This is the third part of our Essential Mobile Components series, and we will be focusing on all the design patterns and user experience concepts around the Navigation category.
When developing a mobile application, there are some standard elements that are expected to be in place, functioning in a way that's intuitive to the user. It becomes counterproductive to divert from some best practices because it could cause confusion, making the user experience a hard one.
After a long time processing these books that changed the way we design mobile apps (Mobile Design Pattern Gallery and Designing Social Interfaces), we created a series of articles and resources to help you learn how to design better apps with Ionic Framework!
We know that sometimes it can be hard keeping up to date with the latest trends in mobile design. That's why we created a list of essential mobile components that you should use in when building your Ionic framework app.
Before we start thinking about navigation, we must consider the type and amount of data you want to display in your app. Don't forget you will use navigation to show and structure your data, that's why it should follow the information structure of your app and not the other way around.
Note: This post will be about Navigation best practices and not about implementing navigation and routing in our Ionic Angular apps. However, we got you covered! Ionic Navigation and Angular Routing the Complete Guide.
It's important to keep the best practices for navigation design to ensure that people will be able to use and find the most valuable features in your app.

TASKS FOR THIS EXERCISE —
- A) Revise the section of the mobile navigation article that opens with the words "Before we start" and closes with "other way around.", replacing "information structure" with "content hierarchy".
- B) Carry on writing the mobile navigation article from the point where it stops.

DATA RECORDS —

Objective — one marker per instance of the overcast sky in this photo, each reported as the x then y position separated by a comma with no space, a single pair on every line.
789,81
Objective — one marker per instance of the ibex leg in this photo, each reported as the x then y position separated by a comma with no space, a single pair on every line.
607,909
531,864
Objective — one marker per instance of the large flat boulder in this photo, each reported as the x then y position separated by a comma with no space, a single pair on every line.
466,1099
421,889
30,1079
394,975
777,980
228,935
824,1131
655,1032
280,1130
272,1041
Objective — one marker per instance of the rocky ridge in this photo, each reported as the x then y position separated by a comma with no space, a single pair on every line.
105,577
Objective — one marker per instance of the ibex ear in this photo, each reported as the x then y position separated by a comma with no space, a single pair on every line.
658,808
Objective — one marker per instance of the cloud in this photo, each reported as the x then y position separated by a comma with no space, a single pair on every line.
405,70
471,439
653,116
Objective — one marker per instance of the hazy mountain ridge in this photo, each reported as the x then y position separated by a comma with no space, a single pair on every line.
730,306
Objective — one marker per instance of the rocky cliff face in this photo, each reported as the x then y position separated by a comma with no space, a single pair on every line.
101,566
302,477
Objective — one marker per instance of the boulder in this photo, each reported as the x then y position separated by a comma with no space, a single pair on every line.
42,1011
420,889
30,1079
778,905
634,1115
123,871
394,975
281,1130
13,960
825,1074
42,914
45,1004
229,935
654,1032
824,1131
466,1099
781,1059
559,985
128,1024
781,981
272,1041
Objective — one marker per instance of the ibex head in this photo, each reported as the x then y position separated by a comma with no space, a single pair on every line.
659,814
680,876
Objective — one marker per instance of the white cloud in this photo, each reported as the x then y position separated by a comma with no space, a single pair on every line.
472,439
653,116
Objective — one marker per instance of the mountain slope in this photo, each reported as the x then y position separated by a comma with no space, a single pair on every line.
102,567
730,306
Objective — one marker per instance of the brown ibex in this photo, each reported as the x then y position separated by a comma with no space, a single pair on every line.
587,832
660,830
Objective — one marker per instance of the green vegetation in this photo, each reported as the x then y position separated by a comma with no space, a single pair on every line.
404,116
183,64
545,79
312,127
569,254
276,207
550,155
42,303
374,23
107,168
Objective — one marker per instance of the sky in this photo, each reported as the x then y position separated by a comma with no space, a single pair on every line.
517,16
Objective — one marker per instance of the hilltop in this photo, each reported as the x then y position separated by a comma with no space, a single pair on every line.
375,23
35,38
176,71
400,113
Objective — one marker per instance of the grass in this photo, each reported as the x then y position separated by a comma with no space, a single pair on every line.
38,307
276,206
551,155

EXERCISE ANSWERS —
- A)
Before we start thinking about navigation, we must consider the type and amount of data you want to display in your app. Don't forget you will use navigation to show and structure your data, that's why it should follow the content hierarchy of your app and not the other way around.

- B)
Navigation is indeed one of the most important elements of user experience that every developer must include on its checklist while creating any kind of app. A bad navigation can frustrate users to an extent that they end up uninstalling the app and even posting a negative review about your app on the app store.
Good navigation, like good design, is invisible.
We can classify navigation patterns in many ways, but for this Ionic post we followed this convention:
- Primary Navigation
- Secondary Navigation
Let's see the differences between both of them and some examples.
Persistent navigation encapsulates menu structures like Tab Menu or the List Menu. When you open an app with this type of navigation, you will notice right away what are the options for the primary navigation.
Let's see some examples of Navigation Patterns in Ionic. The following screenshots were taken from Ionic 6 Full Starter App.
The Springboard pattern, sometimes also referred to as a Launchpad, was the most popular navigation design pattern since 2011. The design is a landing screen with options that act as launch points into the application.
One of the reasons it enjoyed popularity was that it worked equally well across platforms.
At the time, the general thinking was still in terms of OS-agnostic designs that allowed for consistency and reuse. It was also popular because up to nine options (in a 3×3 grid) could be displayed, compared to the limit of three to five tabs imposed by iOS and Android tab bars. Also, by adding a paging indicator (the small dots at the bottom), designers could provide even more menu options.
This pattern is still widely used, both Android and iOS launchpads rely on this pattern to show all the installed apps on the device. It's the classical home screen of your phone.
Card style navigation is based on a card deck metaphor, and usually includes common physical card deck manipulations such as stacking, shuffling, discarding, and flipping.
This pattern has become popular again with the release of Google Now, which stacks information rich cards vertically to display a long list of launch points into the app, or quick context based actions.
Many recent applications use Cards as the main way to navigate and interact with content. E.g. when you swipe a card down to remove it from the screen — a new card replaces it.
Other styles of card interaction include swiping left on the top card in the stack to skip the content; swiping right to move the content to a new pile, the ‘keep' pile, the most well know example of this style is Tinder.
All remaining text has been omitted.